- [GIVEN INSTRUCTION A]:
Answer these questions about the boxing forum thread, one answer per line, marked the same way:
(i) Which fight does the first post say could be getting more coverage in the US on HBO than Mayweather gets in the UK?
(ii) Which four fighters does the post by One to watch name as able to earn more at home?
(iii) Which domestic fight broke the record for the largest indoor attendance for a fight at the time?

Boxing is a very fan driven sport. Even the biggest events aren't going to mean much to people unless they have a cursory interest in the sport. It's not as easy for casuals to get into boxing as it is other sports (football during the World Cup, for example). Because of this I find it amusing when people refer to 'domestic fights' as somehow meaning less than fights between people from different countries. Even the biggest draw in the sport, Mayweather, barely makes it onto anyone's radar (I can only speak for the UK). I can only watch his fights on a dedicated boxing channel so it could be argued that Froch/Groves II is getting more coverage in the US on HBO than Mayweather gets in the UK.


----------



## Bogotazo (May 17, 2013)

On the Money said:


> At least he deserves it unlike that imposter Hatton.


:blood


----------



## One to watch (Jun 5, 2013)

Ricky hatton,joe calzaghe,naseem hamed and probaly now Carl frampton can/could earn more at home because they are far bigger stars at home than in the US.


----------



## Bogotazo (May 17, 2013)

Kurushi said:


> I think people need to take this 'domestic fight' thing with a large pinch of salt. It technically_ is_ a domestic fight but there's really very little else that that phrase means even though it's generally used in a derogatory way (which is why I like to re-contextualise it so that it's positive). Ali Vs. Spinks II was a domestic fight that broke the record for the largest indoor attendance for a fight at the time.

- [DATASET EXCERPTS]:
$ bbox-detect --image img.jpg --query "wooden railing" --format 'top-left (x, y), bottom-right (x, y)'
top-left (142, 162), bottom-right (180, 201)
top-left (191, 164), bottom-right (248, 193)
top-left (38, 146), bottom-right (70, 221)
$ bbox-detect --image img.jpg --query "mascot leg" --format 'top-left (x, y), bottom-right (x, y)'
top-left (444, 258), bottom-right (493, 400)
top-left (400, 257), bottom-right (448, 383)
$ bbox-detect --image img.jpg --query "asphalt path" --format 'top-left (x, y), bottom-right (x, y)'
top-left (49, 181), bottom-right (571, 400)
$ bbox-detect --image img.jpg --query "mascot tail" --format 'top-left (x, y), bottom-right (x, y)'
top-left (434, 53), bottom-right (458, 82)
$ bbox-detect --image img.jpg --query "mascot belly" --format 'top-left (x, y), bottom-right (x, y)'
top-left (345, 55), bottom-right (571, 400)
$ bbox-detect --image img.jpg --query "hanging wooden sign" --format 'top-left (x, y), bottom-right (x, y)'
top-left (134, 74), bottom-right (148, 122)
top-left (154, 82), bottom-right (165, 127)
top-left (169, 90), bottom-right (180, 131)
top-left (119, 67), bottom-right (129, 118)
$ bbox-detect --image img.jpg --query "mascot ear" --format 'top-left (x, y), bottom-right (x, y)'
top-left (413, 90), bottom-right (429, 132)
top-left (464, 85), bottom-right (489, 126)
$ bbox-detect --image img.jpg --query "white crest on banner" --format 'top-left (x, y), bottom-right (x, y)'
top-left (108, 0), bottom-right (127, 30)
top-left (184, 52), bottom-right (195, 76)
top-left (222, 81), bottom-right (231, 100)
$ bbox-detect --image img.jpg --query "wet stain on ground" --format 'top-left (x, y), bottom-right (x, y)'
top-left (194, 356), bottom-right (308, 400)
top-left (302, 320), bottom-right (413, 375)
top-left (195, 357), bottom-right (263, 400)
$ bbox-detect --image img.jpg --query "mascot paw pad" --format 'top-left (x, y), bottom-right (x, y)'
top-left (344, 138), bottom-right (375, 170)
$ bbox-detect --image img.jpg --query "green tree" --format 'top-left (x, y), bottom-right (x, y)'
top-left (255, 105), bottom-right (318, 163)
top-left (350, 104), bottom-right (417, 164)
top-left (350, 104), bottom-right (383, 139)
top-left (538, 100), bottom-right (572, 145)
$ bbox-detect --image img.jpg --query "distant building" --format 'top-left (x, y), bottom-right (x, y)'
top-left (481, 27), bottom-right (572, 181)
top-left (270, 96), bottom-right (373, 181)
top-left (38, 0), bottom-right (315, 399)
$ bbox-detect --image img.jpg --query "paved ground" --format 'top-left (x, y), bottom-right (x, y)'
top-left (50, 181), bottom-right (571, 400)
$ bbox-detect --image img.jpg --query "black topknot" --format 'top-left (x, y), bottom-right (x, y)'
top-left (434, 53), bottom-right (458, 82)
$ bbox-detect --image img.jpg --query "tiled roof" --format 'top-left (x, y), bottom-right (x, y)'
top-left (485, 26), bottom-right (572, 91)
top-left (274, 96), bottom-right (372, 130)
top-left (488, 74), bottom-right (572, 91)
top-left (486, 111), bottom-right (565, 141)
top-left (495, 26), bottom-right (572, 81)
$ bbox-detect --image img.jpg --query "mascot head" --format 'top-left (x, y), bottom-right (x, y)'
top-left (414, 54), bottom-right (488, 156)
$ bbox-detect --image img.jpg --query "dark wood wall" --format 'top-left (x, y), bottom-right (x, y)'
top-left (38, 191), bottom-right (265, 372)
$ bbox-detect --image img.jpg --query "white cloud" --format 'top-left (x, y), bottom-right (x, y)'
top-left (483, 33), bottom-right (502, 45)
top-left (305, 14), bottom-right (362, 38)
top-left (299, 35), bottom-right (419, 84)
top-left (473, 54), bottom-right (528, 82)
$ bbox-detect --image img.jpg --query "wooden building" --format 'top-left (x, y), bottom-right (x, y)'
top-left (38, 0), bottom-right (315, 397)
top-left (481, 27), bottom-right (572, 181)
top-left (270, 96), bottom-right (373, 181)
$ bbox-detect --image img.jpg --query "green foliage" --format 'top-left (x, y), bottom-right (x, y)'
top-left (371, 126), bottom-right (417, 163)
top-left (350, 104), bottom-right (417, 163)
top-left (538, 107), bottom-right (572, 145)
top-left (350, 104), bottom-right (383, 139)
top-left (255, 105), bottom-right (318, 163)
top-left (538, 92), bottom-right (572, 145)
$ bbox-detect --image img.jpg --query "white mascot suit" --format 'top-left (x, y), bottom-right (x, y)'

- [GIVEN INSTRUCTION B]: Give the entries as a JSON list of strings, one string per line, leaving out blank lines, starting at the first line of the entries and ending at the line that contains "top-left (49, 181), bottom-right (571, 400)", with both of those lines included.

- [WORKED ANSWER A]:
(i) Froch/Groves II
(ii) Ricky Hatton, Joe Calzaghe, Naseem Hamed and Carl Frampton
(iii) Ali Vs. Spinks II

- [WORKED ANSWER B]:
[
  "$ bbox-detect --image img.jpg --query \"wooden railing\" --format 'top-left (x, y), bottom-right (x, y)'",
  "top-left (142, 162), bottom-right (180, 201)",
  "top-left (191, 164), bottom-right (248, 193)",
  "top-left (38, 146), bottom-right (70, 221)",
  "$ bbox-detect --image img.jpg --query \"mascot leg\" --format 'top-left (x, y), bottom-right (x, y)'",
  "top-left (444, 258), bottom-right (493, 400)",
  "top-left (400, 257), bottom-right (448, 383)",
  "$ bbox-detect --image img.jpg --query \"asphalt path\" --format 'top-left (x, y), bottom-right (x, y)'",
  "top-left (49, 181), bottom-right (571, 400)"
]